The amenities in USS EAGLE 19 (PE-19), built by Henry Ford in 1918, weren’t much. Compared to the habitability standards for ships built during World War II, they were crude. The feature that detracted the most from human dignity was the enlisted-men’s head; it consisted of a galvanized metal trough that could accommodate six sailors simultaneously. Privacy was none existent. Space limitations were such that nothing could be done about it. Besides, it was the first lieutenant’s responsibility, not mine. However, the archaic freshwater system was my responsibility.
When I reported on board in December of 1943, I soon found that the most disturbing feature was the 700-gallon gravity tank that was secured to the galley overhead. The cook was supposed to monitor a sight glass that thoughtful Henry provided. When the glass showed that three quarters of the water in the tank was expended by the sixty or so people on board, the cook was supposed to notify the engine-room watch. A snipe then lined up the condensate pump and transferred water from a double-bottom tank. The cook wasn’t reliable and during my first month as the engineering officer the tank went dry when the captain was in his shower. All hell broke loose!
Also, the cook was supposed to notify the engine-room watch when the gravity tank became full. He sometimes goofed and fresh water that had been laboriously distilled from seawater, overflowed into the galley sink. The operator of the old high-pressure submerged-coil evaporator then had a fit.

• [Data listing]:

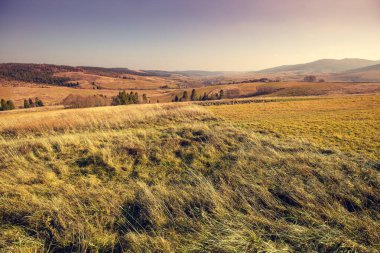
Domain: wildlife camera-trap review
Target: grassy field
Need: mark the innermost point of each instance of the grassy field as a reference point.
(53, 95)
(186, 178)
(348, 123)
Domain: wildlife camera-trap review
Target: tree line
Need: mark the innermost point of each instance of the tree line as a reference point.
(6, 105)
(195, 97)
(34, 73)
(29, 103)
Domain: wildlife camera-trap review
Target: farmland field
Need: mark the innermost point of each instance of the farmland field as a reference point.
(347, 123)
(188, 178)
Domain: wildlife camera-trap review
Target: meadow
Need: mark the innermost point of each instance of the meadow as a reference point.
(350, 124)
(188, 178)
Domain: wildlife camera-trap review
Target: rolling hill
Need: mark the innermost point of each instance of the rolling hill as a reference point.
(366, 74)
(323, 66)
---
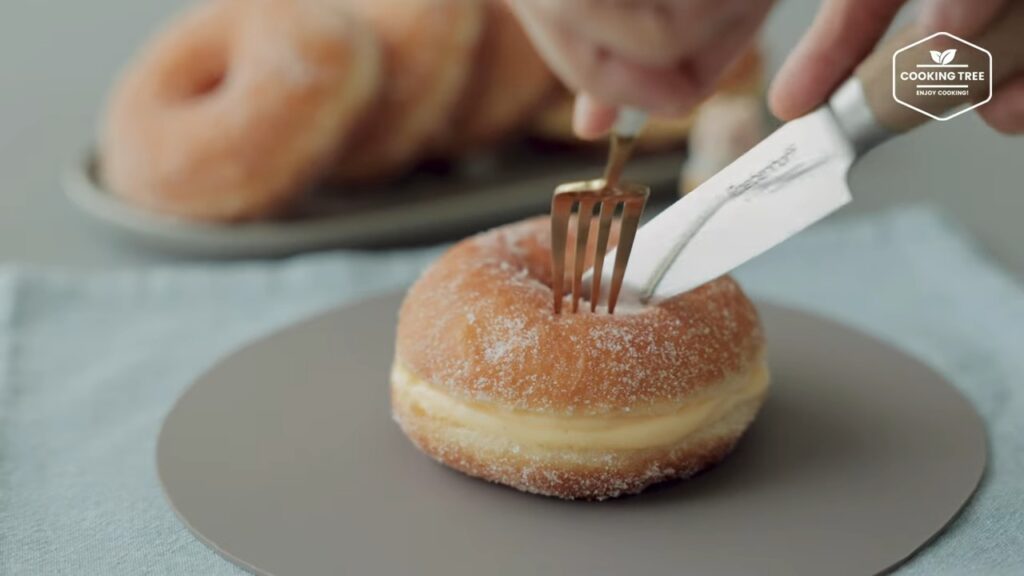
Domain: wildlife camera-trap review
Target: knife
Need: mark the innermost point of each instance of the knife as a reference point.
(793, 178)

• [Objective]:
Do these statements agree with the USS EAGLE 19 text? For each, answer yes or no and quote the deciding words.
1. The enlisted-men's head could hold six sailors at once.
2. The 700-gallon gravity tank was secured beneath the galley deck.
3. The engine-room watch was responsible for monitoring the sight glass on the gravity tank.

• [Exercise result]:
1. Yes: "it consisted of a galvanized metal trough that could accommodate six sailors simultaneously"
2. No: "the 700-gallon gravity tank that was secured to the galley overhead"
3. No: "The cook was supposed to monitor a sight glass that thoughtful Henry provided"